++++ Extrait de page ++++

Camaraderie
Transcription
Présentatrice : Lorsqu'on est loin de chez soi et de sa famille pendant une longue période, qu'on est la cible constante des bombardements et que l'on côtoie la mort tous les jours, un ami est parfois tout ce qui nous reste...
Raymond Tremblay : On était comme une petite gang. Une petite gang c'était nous autres là. On se connaissait tous. On savait ce que l'autre était capable de faire. On
savait ce que l'autre était pas capable de faire pis c'est de même que ça marchait.
(Photo de soldats qui partagent un repas et une bière autour d’une table)
Gérard Dauray : Et puis on était des bons camarades pis on essayait de s'aider entre nous autres pis... avoir du plaisir, du sourire pis ces affaires-là. Mais... il y en
avaient que... m'a dire, comme ce gars... qui avaient le moral pas mal bas. Mais on essayait d'y remonter le moral.
(Photo de 3 soldats qui sourient en se tenant par les épaules)
Jean-Émile Paillé : On avait un gars, un petit bonhomme de Terre-Neuve. Et pis il avait... il était réellement comique. Ce gars-là, s'il avait été dans la télévision, il aurait gagné sa vie. Il riait là. Quand on était sur stand to là... tout le monde était réveillé, c'était ennuyant. Fallait pas faire de bruit, ni parler, rien... mais lui, il pouvait pas s'empêcher. Il faisait des farces. Pis des bonnes farces, t'sais pas des farces sales, rien... Mais il faisait rire. Il avait le tour de tourner tout en riant, alors un gars comme ça, ça valait une mine d'or.

++++ Enregistrements associés ++++

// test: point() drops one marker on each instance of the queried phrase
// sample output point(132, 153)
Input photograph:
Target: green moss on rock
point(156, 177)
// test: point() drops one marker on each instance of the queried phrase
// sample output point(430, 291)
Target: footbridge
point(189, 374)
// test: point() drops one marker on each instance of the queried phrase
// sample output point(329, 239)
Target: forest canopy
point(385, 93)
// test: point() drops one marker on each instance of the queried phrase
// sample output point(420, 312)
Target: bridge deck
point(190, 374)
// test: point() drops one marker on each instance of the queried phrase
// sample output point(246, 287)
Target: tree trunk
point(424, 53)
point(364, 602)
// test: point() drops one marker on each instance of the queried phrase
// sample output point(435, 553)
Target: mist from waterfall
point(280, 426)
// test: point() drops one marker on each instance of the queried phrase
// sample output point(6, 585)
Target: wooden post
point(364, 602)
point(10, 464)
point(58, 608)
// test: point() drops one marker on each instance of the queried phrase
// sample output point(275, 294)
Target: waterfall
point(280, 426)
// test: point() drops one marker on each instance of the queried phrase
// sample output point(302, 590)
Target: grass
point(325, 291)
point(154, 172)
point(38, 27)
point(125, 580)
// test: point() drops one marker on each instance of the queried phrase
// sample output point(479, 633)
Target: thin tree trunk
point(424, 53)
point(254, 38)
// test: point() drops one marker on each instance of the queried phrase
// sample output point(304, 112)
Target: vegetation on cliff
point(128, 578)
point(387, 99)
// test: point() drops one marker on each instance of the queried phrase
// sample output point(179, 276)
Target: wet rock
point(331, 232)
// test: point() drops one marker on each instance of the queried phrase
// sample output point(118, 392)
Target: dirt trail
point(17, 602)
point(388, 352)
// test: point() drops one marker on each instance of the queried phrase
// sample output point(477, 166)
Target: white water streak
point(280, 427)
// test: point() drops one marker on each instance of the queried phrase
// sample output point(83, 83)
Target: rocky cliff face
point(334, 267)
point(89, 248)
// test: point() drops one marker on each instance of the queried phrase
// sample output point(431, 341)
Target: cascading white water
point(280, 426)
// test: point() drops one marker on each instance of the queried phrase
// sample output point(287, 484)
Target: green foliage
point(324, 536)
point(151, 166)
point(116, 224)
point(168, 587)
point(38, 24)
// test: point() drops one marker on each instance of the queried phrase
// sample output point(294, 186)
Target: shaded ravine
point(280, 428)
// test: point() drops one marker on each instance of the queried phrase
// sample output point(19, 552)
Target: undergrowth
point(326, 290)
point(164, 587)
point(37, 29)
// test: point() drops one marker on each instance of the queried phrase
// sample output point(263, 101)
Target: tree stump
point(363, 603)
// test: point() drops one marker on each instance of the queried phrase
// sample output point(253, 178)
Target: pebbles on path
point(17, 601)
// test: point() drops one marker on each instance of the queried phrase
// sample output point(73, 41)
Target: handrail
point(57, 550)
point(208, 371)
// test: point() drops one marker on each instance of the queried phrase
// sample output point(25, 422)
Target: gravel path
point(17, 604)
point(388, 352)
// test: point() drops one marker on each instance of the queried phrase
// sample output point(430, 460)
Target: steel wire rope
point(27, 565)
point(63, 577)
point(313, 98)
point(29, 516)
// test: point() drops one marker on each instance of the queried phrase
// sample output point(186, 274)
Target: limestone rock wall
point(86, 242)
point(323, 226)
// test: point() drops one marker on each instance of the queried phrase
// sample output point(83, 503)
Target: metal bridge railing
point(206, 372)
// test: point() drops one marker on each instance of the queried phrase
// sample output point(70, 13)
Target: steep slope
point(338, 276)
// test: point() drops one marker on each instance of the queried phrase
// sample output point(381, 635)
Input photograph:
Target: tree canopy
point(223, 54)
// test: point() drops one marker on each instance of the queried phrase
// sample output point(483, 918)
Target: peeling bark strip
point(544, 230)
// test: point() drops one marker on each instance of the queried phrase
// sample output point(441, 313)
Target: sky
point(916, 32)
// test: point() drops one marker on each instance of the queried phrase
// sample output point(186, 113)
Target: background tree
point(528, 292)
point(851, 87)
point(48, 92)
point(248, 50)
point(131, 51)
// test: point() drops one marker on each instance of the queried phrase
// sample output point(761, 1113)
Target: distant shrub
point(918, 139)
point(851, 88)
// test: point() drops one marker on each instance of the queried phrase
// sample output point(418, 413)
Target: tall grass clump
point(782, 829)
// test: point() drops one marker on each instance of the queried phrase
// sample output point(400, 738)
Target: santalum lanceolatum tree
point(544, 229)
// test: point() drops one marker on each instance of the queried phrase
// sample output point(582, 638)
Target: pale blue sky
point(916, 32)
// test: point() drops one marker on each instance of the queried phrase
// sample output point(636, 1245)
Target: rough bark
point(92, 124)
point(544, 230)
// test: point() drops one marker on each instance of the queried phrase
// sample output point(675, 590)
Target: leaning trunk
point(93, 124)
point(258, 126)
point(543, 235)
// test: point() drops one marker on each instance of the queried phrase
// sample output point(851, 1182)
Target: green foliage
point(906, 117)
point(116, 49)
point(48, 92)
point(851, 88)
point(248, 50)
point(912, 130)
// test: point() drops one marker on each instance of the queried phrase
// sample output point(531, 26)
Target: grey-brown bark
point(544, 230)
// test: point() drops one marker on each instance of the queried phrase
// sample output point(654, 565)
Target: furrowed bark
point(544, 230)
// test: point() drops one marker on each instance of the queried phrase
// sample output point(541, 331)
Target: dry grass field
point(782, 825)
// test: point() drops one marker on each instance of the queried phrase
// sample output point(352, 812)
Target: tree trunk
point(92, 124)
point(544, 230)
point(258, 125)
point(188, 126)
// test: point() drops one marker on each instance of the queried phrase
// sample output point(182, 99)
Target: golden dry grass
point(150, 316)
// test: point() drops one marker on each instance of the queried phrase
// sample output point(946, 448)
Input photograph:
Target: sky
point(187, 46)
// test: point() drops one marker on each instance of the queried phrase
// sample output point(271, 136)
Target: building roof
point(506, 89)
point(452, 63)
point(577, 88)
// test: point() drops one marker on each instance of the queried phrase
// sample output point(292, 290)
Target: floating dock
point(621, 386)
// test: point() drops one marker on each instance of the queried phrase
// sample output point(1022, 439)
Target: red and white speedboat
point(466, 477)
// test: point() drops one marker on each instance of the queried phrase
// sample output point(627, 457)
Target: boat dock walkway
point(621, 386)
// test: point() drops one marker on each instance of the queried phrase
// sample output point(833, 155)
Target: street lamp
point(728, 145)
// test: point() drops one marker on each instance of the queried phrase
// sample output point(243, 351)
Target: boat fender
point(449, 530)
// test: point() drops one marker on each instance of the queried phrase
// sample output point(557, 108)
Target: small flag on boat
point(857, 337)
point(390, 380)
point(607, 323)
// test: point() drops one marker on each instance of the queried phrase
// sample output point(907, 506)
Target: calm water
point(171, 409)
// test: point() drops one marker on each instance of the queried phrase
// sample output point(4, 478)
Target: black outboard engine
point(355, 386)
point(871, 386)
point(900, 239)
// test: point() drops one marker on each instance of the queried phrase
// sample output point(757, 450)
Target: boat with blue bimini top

++++

__Liste des tâches__:
• a. Répondez à ces questions sur l'extrait consacré à la camaraderie :
(i) À quoi Raymond Tremblay compare-t-il son groupe ?
(ii) D'où venait le gars comique évoqué par Jean-Émile Paillé ?
(iii) Que montre la photo décrite juste après les propos de Gérard Dauray ?
• b. Recopiez les lignes des enregistrements, du début jusqu'à la ligne contenant "point(156, 177)", celle-ci comprise.

__Réponses aux tâches__:
• a.
(i) À une petite gang.
(ii) De Terre-Neuve.
(iii) Trois soldats qui sourient en se tenant par les épaules.

• b.
// test: point() drops one marker on each instance of the queried phrase
// sample output point(132, 153)
Input photograph:
Target: green moss on rock
point(156, 177)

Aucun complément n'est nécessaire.